**WHAT THE TASK ASKS**
Your answer must be the full listing below, repeated exactly.
*****
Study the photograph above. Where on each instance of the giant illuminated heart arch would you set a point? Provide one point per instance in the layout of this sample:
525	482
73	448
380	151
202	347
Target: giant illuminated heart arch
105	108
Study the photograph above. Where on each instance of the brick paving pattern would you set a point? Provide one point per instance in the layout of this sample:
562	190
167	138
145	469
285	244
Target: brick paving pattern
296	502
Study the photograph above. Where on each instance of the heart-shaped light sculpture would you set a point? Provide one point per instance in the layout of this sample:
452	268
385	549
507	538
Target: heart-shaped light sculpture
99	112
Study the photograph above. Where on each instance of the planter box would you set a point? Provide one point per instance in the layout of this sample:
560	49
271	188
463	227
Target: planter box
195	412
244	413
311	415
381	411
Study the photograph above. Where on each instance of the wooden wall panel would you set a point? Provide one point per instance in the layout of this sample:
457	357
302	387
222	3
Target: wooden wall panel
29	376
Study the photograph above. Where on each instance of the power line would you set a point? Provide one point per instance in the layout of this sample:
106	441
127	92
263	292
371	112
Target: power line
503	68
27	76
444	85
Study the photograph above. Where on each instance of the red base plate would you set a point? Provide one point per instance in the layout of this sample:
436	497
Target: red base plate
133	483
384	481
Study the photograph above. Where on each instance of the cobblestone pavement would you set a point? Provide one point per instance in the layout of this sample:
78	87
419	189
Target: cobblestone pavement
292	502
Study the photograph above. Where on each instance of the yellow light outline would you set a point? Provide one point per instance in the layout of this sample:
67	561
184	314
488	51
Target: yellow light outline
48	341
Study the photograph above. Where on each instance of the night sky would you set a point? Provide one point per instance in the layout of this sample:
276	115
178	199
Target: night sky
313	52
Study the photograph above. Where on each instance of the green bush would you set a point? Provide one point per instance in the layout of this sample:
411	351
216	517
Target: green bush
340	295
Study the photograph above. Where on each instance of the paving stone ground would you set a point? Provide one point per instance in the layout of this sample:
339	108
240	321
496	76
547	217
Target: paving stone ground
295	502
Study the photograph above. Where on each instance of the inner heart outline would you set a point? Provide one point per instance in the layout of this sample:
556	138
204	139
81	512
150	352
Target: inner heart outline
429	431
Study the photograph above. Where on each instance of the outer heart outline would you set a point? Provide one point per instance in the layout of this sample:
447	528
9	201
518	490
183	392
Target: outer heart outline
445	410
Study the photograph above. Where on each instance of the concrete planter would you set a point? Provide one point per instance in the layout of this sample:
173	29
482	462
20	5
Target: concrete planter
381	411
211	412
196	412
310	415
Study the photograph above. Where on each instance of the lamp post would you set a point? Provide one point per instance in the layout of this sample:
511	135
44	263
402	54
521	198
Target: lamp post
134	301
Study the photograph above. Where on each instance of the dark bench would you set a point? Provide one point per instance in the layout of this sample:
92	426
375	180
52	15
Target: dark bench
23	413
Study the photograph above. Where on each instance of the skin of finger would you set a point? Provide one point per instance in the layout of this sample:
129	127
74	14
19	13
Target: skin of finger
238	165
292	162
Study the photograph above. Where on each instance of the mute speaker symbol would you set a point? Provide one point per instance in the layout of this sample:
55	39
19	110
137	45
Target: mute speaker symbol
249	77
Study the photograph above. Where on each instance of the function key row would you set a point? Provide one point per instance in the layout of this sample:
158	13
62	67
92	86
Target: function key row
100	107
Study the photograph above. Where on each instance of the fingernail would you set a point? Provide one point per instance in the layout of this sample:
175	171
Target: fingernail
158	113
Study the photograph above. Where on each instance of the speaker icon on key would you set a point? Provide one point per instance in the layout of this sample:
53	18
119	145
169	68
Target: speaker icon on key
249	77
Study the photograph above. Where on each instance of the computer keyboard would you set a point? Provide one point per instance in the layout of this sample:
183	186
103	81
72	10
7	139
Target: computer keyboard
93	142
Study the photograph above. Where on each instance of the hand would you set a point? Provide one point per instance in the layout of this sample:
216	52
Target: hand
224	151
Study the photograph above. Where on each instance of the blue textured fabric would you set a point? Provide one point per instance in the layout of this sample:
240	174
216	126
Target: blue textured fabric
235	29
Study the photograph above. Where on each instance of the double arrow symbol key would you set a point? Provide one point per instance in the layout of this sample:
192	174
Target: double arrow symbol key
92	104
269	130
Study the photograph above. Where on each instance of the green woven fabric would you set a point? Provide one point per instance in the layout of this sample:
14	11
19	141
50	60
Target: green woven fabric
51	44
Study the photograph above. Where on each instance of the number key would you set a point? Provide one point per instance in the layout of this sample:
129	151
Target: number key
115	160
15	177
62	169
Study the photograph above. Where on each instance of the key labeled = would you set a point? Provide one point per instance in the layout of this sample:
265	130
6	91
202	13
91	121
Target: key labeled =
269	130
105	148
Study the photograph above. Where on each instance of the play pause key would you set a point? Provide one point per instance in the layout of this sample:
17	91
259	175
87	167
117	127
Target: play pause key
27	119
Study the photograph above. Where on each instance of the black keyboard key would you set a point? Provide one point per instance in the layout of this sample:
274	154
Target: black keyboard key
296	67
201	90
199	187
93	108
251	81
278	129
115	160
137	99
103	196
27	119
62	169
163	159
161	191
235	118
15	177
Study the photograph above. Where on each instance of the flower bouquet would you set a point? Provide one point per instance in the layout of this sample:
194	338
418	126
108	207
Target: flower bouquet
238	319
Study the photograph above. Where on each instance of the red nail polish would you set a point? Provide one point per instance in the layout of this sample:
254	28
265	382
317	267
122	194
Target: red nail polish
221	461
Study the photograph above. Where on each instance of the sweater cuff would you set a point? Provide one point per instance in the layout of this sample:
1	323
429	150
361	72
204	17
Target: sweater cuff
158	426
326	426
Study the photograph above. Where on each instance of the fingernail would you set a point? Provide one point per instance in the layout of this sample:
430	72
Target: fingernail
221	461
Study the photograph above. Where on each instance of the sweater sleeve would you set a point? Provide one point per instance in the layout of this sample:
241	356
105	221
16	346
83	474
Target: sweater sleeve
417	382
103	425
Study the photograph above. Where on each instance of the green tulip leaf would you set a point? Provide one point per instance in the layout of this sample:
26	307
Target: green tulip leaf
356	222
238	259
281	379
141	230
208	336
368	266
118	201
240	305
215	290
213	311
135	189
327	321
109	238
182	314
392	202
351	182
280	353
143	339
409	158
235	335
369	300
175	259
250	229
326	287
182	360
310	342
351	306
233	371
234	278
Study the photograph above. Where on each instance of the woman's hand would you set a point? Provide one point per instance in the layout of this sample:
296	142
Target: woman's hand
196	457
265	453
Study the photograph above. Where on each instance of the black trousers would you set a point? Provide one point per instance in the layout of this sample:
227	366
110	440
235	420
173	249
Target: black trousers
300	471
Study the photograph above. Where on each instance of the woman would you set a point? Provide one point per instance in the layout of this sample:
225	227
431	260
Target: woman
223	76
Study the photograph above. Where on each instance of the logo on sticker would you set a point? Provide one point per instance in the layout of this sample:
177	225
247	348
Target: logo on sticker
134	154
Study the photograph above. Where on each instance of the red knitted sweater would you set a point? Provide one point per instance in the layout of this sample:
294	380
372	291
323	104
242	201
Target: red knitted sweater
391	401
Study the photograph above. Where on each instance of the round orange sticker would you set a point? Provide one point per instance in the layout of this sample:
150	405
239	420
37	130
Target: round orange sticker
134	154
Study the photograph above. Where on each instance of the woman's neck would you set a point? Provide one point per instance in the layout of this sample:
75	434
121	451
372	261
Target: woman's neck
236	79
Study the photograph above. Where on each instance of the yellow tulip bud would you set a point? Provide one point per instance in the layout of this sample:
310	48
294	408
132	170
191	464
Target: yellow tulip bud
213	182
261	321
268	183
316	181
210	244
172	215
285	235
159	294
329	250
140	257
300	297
*****
**EXERCISE RESULT**
Study the photograph above. Where on each instance of the giant illuminated heart arch would you set a point? Provide one point per instance in the layout of this sample:
525	482
73	448
380	151
202	347
Target: giant illuminated heart arch
105	108
Study the photograph above. Where on each instance of the brick paving pattern would you set a point? Provide one point per instance in the layout of this sample:
562	190
167	138
145	469
285	244
Target: brick paving pattern
296	502
Study the photograph above. Where on each instance of the heart-shaped light sculpture would you set a point? Provide one point per instance in the layout of this sample:
452	268
385	549
507	538
Target: heart-shaped light sculpture
99	112
Study the photograph above. Where on each instance of the planter box would you set a point? Provide one point per instance in the layout of this sample:
560	49
271	188
463	227
Target: planter box
195	412
244	413
311	415
381	411
Study the photograph above. Where on each instance of the wooden wall panel would you set a point? Provide one point per instance in the layout of this sample:
457	357
302	387
222	3
Target: wooden wall panel
29	376
Study the photograph above. Where on each instance of the power line would you set a point? Provide one point per instance in the layout of this sample:
106	441
127	92
263	292
371	112
Target: power line
503	68
27	76
444	85
Study the photograph above. Where on each instance of the red base plate would you set a point? Provide one point per instance in the layout of this sample:
436	497
Target: red base plate
133	483
384	481
Study the photograph above. Where on each instance of the cobblestone pavement would you set a point? Provide one point per instance in the layout of this sample:
78	87
419	189
Target: cobblestone pavement
292	502
Study the photograph above. Where on each instance of the yellow light outline would you set a point? Provide one point per instance in the layout of this sample:
67	561
184	314
488	51
Target: yellow light outline
48	341
Study the photograph above. Where on each instance of the night sky would you set a point? Provide one point per instance in the layout of this sample:
276	115
178	199
Target: night sky
313	52
Study the photograph above. Where on each instance of the green bush would you set a point? Provide one point per instance in the layout of this sample:
411	351
216	517
Target: green bush
340	295
Study the photograph above. Where on each instance of the paving stone ground would you set a point? Provide one point per instance in the layout of this sample:
339	108
240	321
496	76
547	217
Target: paving stone ground
295	502
Study the photograph above. Where on each instance of the inner heart outline would you set a point? Provide one point per instance in the layout of this sample:
556	138
204	139
81	512
150	352
Target: inner heart outline
429	431
Study the photograph above. Where on each instance of the outer heart outline would you set a point? Provide one point per instance in the layout of this sample:
447	528
9	201
518	490
183	392
Target: outer heart outline
445	410
Study the photograph above. Where on each instance of the concrete planter would you set a point? Provide one point per instance in the layout of this sample:
173	29
482	462
20	5
Target: concrete planter
381	411
211	412
196	412
310	415
Study the photograph above. Where on each instance of the lamp post would you set a point? Provide one point per instance in the layout of this sample:
511	135
44	263
402	54
521	198
Target: lamp post
134	301
Study the photograph above. Where on each instance of the dark bench would you set a point? Provide one point per instance in the layout of this sample:
92	426
375	180
52	15
Target: dark bench
23	413
Study the photograph above. Where on each instance of the skin of finger would you set a point? Provide one point per instance in the layout of this sample:
129	127
74	14
19	13
Target: skin of finger
238	165
292	162
Study the photograph above. Where on each instance of the mute speaker symbol would you set a point? Provide one point per instance in the layout of this sample:
55	39
19	110
137	45
Target: mute speaker symbol
249	77
Study the photograph above. Where on each instance of the function key row would you set a point? Provide one point per instance in the layout of this sample:
158	13
62	67
92	86
Target: function key row
100	107
Study the photograph above. Where on each instance of the fingernail would you set a point? Provide one point per instance in the layout of this sample:
175	171
Target: fingernail
158	113
Study the photograph above. Where on each instance of the speaker icon on key would you set a point? Provide one point per instance in the layout of this sample:
53	18
119	145
169	68
Target: speaker icon on key
249	77
Study the photograph above. Where on each instance of the computer keyboard would you set a point? Provide one point per instance in the layout of this sample:
183	186
103	81
72	10
7	139
Target: computer keyboard
93	142
Study the photograph above. Where on each instance of the hand would you set a point? Provide one point per instance in the layout of this sample:
216	52
Target: hand
224	151
Study the photograph above. Where on each instance of the blue textured fabric would you set a point? Provide one point per instance in the layout of this sample:
240	174
216	126
Target: blue textured fabric
235	29
Study the photograph above. Where on each instance of the double arrow symbol key would you set a point? Provide one point per instance in the layout of this sample:
192	174
Target: double arrow symbol key
92	104
269	130
Study the photograph above. Where on each instance of the green woven fabric would you set a point? Provide one point per instance in the layout of this sample:
14	11
19	141
50	60
Target: green woven fabric
51	44
Study the photograph above. Where on each instance of the number key would you set a point? Provide one point per instance in the layout of this sample:
129	151
Target: number key
115	160
15	177
62	169
Study the photograph above. Where on each instance of the key labeled = would you set a point? Provide one point per instance in the layout of this sample:
265	130
6	91
202	13
91	121
Target: key labeled =
269	130
105	148
Study the photograph above. Where on each instance of the play pause key would you set a point? Provide one point per instance in the layout of this sample:
17	91
259	175
87	167
117	127
Target: play pause key
27	119
Study the photograph above. Where on each instance of the black keyboard key would you set a point? Provide one point per instance in the layout of this sample:
274	154
Target: black keyboard key
296	67
201	90
199	187
93	108
251	81
278	129
115	160
137	99
103	196
27	119
62	169
163	159
161	191
235	118
15	177
Study the photograph above. Where on each instance of the flower bouquet would you set a point? Provide one point per instance in the layout of this sample:
194	338
418	126
108	207
Target: flower bouquet
238	319
Study the photograph above. Where on each instance of the red nail polish would you set a point? Provide one point per instance in the layout of this sample:
254	28
265	382
317	267
122	194
Target: red nail polish
221	461
Study the photograph above. Where on each instance of the sweater cuff would you set a point? Provide one point per instance in the layout of this sample:
1	323
429	150
361	72
204	17
Target: sweater cuff
158	426
326	426
Study the photograph above. Where on each instance of the fingernail would you set a point? Provide one point per instance in the layout of this sample:
430	72
Target: fingernail
221	461
Study the photograph above. Where on each instance of the sweater sleeve would you set a point? Provide one point per instance in the layout of this sample:
241	356
105	221
16	346
83	474
Target: sweater sleeve
417	382
103	425
Study the photograph above. Where on each instance of the green tulip leaf would you set a point? Provide one point per instance in the layout of this sample:
26	307
Target: green tulip leaf
356	222
238	259
281	379
141	230
208	336
368	266
118	201
240	305
215	290
213	311
135	189
327	321
109	238
182	314
392	202
351	182
280	353
143	339
409	158
235	335
369	300
175	259
250	229
326	287
182	360
310	342
351	306
233	371
234	278
Study the photograph above. Where on each instance of the woman's hand would you set a point? Provide one point per instance in the layout of this sample:
296	142
Target: woman's hand
196	457
265	453
Study the photograph above. Where on each instance of the black trousers would you set a point? Provide one point per instance in the layout of this sample:
227	366
110	440
235	420
173	249
Target: black trousers
300	471
Study the photograph above. Where on each instance of the woman would you set a point? Provide one point per instance in the layout of this sample:
225	227
431	260
Target: woman
223	76
Study the photograph above. Where on each instance of the logo on sticker would you set a point? Provide one point per instance in the layout of this sample:
177	225
247	348
Target: logo on sticker
134	154
Study the photograph above. Where on each instance of the red knitted sweater would you set a point? Provide one point per instance in the layout of this sample:
294	380
372	291
323	104
242	201
Target: red knitted sweater
391	401
Study the photograph above. Where on each instance of the round orange sticker would you set a point? Provide one point per instance in the layout of this sample:
150	405
239	420
37	130
Target: round orange sticker
134	154
Study the photograph above. Where on each instance of the woman's neck would you set a point? Provide one point per instance in the layout of this sample:
75	434
121	451
372	261
Target: woman's neck
236	79
Study the photograph above. Where on each instance of the yellow tulip bud would you set a point? Provide one point per instance in the layout of this sample:
310	48
294	408
132	170
191	464
Target: yellow tulip bud
213	182
261	321
268	183
316	181
210	244
172	215
285	235
159	294
329	250
140	257
300	297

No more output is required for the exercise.